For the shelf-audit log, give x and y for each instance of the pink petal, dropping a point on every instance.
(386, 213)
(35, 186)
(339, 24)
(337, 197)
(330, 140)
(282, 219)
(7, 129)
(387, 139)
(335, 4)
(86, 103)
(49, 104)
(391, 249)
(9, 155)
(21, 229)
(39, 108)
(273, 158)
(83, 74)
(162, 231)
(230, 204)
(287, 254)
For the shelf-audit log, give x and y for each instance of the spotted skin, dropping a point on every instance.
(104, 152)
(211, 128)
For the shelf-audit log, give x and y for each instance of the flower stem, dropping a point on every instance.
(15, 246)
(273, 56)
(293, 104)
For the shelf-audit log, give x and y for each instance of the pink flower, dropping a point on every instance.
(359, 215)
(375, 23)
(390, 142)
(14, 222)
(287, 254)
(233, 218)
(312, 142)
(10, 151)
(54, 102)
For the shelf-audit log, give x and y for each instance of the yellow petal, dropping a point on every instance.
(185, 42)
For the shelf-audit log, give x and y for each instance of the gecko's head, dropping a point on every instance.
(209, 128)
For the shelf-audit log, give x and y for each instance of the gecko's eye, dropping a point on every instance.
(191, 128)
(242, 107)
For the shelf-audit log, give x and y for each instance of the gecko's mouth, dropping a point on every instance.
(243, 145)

--

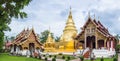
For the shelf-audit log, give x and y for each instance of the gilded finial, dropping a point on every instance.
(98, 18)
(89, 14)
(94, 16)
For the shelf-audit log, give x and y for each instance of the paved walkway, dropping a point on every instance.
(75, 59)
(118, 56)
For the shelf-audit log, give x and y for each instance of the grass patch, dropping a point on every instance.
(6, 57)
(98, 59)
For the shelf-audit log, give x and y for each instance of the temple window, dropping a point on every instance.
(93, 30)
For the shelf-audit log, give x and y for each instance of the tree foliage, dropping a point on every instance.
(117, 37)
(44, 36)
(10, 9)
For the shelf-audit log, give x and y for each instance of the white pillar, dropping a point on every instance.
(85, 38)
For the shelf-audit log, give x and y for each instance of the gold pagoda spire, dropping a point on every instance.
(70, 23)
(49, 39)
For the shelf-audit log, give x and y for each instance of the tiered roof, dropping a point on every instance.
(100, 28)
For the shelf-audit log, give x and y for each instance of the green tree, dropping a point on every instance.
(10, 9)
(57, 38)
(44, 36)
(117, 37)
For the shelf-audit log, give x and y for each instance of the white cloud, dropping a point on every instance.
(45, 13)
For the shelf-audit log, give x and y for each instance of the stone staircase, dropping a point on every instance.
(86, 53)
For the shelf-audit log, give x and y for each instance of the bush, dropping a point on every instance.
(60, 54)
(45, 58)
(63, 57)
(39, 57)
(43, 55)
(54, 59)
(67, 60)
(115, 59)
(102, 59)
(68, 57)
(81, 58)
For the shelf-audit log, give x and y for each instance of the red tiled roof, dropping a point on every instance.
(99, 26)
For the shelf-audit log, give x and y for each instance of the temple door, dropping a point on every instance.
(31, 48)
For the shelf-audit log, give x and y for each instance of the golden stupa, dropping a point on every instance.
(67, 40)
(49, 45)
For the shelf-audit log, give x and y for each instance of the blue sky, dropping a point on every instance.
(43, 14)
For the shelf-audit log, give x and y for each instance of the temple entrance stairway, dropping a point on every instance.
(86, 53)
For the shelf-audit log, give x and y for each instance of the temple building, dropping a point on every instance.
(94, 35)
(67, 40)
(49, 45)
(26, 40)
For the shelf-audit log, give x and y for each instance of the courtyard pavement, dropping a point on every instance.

* What is asked:
Copy out every line of the records above that contains the word "pink".

* Output for this exercise:
For the shelf-audit log, give x and y for each instance of the pink petal, dropping a point on every instance.
For the shelf-audit log, give x and y for each instance of the pink flower, dropping a point on every instance.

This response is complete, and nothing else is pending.